Dataset entries
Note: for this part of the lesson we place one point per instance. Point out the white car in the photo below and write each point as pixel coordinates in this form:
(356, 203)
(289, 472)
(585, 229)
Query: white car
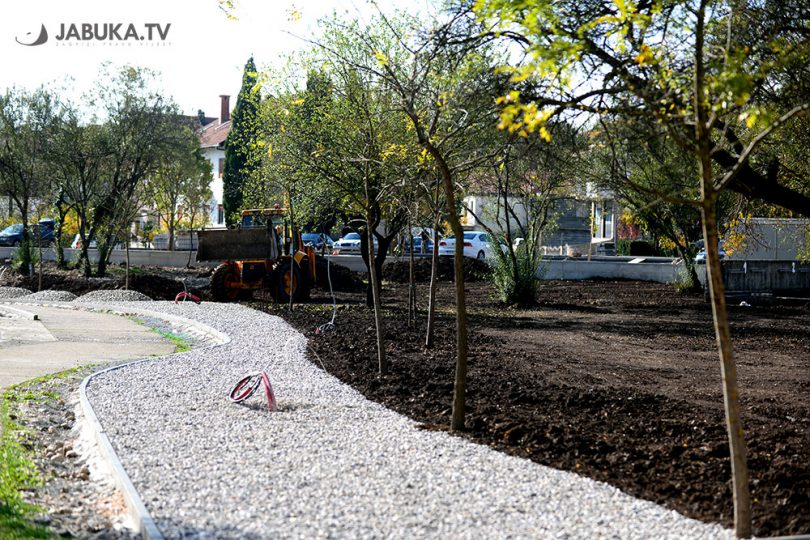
(477, 245)
(349, 245)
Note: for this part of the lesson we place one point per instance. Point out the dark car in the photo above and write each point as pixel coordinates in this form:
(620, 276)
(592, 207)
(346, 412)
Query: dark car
(317, 240)
(12, 235)
(417, 246)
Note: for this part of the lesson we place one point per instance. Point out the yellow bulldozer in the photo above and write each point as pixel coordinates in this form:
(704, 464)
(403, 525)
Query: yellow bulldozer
(264, 253)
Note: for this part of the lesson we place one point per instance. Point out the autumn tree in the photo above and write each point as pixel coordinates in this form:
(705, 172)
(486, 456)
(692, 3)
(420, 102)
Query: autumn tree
(241, 143)
(28, 121)
(183, 173)
(703, 72)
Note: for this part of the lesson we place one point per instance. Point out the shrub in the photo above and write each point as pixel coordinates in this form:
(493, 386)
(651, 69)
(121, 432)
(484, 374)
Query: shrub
(515, 282)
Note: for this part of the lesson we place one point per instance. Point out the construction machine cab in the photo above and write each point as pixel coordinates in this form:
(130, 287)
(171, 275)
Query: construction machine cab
(265, 252)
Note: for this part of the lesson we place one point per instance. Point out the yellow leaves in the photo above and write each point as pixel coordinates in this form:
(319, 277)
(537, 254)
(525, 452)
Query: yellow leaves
(294, 14)
(394, 151)
(381, 58)
(511, 97)
(443, 98)
(645, 56)
(522, 119)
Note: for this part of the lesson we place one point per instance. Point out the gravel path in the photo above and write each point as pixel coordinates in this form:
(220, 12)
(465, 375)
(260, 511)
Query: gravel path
(330, 463)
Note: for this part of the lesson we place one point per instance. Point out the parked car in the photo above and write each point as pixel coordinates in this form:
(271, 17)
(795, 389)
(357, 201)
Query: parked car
(417, 246)
(700, 258)
(349, 245)
(477, 245)
(12, 235)
(317, 240)
(77, 243)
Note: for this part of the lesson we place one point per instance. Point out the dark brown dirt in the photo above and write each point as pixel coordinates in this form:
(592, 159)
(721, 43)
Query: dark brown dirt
(618, 381)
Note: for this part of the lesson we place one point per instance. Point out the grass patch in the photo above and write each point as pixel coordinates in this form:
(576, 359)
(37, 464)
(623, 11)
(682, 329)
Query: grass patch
(181, 344)
(17, 472)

Required action -
Once more, please print all the lines above exactly, without their pictures.

Answer for the task -
Note: for this part of the lesson we place one point per instance. Point out the white car in the photo below and write each point as pixel coordinates in this form:
(356, 203)
(289, 472)
(585, 229)
Query: white car
(477, 245)
(349, 245)
Note: for this part of the lesson we place one point per instance. Point out the dark car in the photo above and write each point as pixel coordinates in this form:
(620, 276)
(592, 207)
(346, 412)
Query: dark car
(317, 240)
(12, 235)
(417, 246)
Note: for this part of the lesson we place one point per instance. Point out the yellow bulldozer in the photo above and write each point as pixel coordinates in this form:
(704, 464)
(403, 525)
Query: yellow bulldozer
(264, 253)
Note: for this part of the lesson we place one point per instance. Point out the autumn tree in the photo above and write each point as pixel coordinates in this form:
(705, 172)
(486, 456)
(692, 3)
(420, 102)
Query: autumn tree
(241, 143)
(28, 121)
(183, 173)
(703, 72)
Note: for this part of the lesson we place one point per instance. Point out the shrub in the photo above and write each point as pixel coordinates in this form:
(493, 386)
(651, 69)
(121, 432)
(484, 374)
Query: shrub
(515, 282)
Note: for this part of the lesson we place one point per instance. Point out the construction machine cab in the photo above and write each point as pixel coordinates in this form:
(130, 287)
(171, 275)
Query: construction machine cab
(265, 252)
Note: for this part of the lesson we place one point per instance. Point out the yellow leaves in the photo above and write each point as pixel coordinates in this form:
(319, 277)
(537, 254)
(525, 452)
Query: yellow leaves
(294, 14)
(394, 151)
(381, 58)
(511, 97)
(443, 98)
(645, 56)
(522, 119)
Note: for this part of the lesson we place one point per instance. Point out the gravel path in the photo above and write each point as pixel coordinates in this form:
(220, 12)
(465, 375)
(260, 511)
Query: gravel path
(330, 463)
Note: for this part of the lesson we place one point per instance. Point out the parked car in the photo above and write each point as pixel coordinates in this form:
(271, 17)
(795, 389)
(357, 201)
Query: parked car
(417, 246)
(700, 258)
(349, 245)
(477, 245)
(12, 235)
(317, 240)
(77, 243)
Note: for this part of the lesson we place one point per instance. Point out the dark brown dirt in the photo above and write each point as pixel coordinates in this form:
(592, 159)
(721, 43)
Query: dark brown dirt
(618, 381)
Note: for this part of the lesson we place one point per instance. Point out the grass patch in the photo above and write each point as pixel coordinates in this form:
(576, 359)
(37, 464)
(623, 11)
(682, 329)
Query: grass patch
(181, 344)
(17, 472)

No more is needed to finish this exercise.